### What you should do
Continue the description of the IMPAKT – HiP research project on hip osteoarthritis below, picking up right after its last sentence.

### Selected extract
- Opening Delimiter -
IMPAKT – HiP: Preventing Hip Pain
Principal Investigator: John Esdaile, MD, MPH, FRCPC, FCAHS, ARC Scientific Director, Professor of Medicine, Division of Rheumatology, Department of Medicine, University of British Columbia
Why do this research?
There has been a long debate whether certain types of physical activity cause hip osteoarthritis (OA). OA occurs when the cartilage (the gristle that lines the ends of the bone) is damaged. OA is the most common form of hip arthritis and responsible for more than 90% of hip replacements (more than 20,000 hip replacements are done per year in Canada). Recently, subtle deformities of the hip have been linked to hip OA. It is believed that certain types of physical activity such as hockey, soccer and bicycling combined with the deformity causes damage to the hip.
The goal of this CIHR team is to show how physical activity while interacting with one or more subtle deformities can cause cartilage damage and eventually OA. By determining the frequency of the deformities in the population, compare the deformity in groups thought to have a lower frequency (Chinese) or higher frequency (Aboriginal Peoples) of OA compared to Caucasians and see if physical activity over one’s lifetime is important.
- Closing Delimiter -
### Data shown
- Opening Delimiter -
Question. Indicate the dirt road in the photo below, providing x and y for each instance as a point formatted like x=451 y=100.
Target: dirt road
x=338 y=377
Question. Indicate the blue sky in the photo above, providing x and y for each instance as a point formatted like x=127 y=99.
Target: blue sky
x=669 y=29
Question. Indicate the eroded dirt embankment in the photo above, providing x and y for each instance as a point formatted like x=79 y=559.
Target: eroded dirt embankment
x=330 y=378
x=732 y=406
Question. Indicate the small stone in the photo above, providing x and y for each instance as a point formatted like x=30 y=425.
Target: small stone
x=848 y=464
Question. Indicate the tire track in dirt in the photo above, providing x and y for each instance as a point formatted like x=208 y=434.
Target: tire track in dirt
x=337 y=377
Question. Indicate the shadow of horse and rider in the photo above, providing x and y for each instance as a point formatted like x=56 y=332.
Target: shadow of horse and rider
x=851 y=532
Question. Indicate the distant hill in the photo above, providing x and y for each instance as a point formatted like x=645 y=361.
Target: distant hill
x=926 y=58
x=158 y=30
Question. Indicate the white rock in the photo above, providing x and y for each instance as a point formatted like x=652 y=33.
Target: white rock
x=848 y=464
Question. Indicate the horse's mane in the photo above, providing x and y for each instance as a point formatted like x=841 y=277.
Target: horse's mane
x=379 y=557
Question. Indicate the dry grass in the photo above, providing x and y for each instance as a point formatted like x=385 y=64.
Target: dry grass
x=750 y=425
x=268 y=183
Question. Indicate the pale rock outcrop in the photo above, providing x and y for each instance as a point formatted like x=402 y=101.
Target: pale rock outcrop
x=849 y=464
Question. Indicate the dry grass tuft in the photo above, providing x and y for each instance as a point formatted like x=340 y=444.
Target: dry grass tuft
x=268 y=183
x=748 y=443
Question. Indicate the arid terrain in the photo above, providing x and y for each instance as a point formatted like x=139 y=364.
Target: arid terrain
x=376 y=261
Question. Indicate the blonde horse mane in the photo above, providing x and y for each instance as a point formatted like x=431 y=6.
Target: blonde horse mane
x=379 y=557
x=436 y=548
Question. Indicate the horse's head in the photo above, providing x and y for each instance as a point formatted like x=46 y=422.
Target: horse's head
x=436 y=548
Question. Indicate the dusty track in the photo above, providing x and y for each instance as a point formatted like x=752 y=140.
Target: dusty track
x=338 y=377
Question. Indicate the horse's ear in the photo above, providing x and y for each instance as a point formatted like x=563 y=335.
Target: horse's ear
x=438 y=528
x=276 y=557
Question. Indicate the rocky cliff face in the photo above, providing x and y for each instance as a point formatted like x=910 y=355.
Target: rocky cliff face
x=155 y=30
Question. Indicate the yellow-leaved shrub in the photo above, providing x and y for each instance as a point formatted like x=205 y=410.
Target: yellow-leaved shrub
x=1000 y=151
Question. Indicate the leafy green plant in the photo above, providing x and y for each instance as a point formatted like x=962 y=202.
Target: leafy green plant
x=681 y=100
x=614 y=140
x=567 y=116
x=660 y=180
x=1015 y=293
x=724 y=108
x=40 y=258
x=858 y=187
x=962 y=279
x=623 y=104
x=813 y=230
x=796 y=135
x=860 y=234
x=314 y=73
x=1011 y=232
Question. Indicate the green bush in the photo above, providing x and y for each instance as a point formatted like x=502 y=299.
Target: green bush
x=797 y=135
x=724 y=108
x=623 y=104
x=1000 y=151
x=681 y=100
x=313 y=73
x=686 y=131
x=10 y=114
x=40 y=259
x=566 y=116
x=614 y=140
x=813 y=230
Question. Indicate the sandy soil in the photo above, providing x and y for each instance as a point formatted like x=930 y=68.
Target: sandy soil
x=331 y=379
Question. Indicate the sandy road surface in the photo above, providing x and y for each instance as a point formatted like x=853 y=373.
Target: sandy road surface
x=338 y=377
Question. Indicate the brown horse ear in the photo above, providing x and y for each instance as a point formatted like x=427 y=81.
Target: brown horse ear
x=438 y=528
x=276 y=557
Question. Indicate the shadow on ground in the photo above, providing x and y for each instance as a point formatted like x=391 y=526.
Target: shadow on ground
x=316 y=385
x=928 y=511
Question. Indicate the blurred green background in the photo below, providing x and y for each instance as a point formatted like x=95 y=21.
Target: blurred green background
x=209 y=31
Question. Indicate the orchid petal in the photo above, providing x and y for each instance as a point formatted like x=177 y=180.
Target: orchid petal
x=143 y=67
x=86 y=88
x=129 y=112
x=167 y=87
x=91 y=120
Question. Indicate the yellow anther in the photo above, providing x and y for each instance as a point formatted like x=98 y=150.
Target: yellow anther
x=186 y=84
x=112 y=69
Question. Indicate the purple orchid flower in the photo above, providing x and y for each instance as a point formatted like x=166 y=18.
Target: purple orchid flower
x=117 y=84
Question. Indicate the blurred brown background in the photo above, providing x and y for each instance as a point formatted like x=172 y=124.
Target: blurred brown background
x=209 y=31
- Closing Delimiter -
### Reply
Other aspects of this research program include the opportunity to:
- See how the physical motion and the deformity combine to damage cartilage using Canada’s only magnetic resonance imaging (MRI) machine that allows one to see the cartilage standing up and with movement.
- New techniques that show changes in the cartilage even though it appears normal on a regular MRI.
- Get the results out to Canadians better than has ever been done before.
This question will be addressed by a collaborative team of researchers from four medical specialties (orthopaedics, rheumatology, physiotherapy, radiology), six research disciplines (basic and clinical sciences, population health, epidemiology, biostatistics, health services research and knowledge translation), as well as stakeholders from the arthritis community. This research program will generate the new knowledge needed for major breakthroughs in the prevention, detection and treatment of hip OA.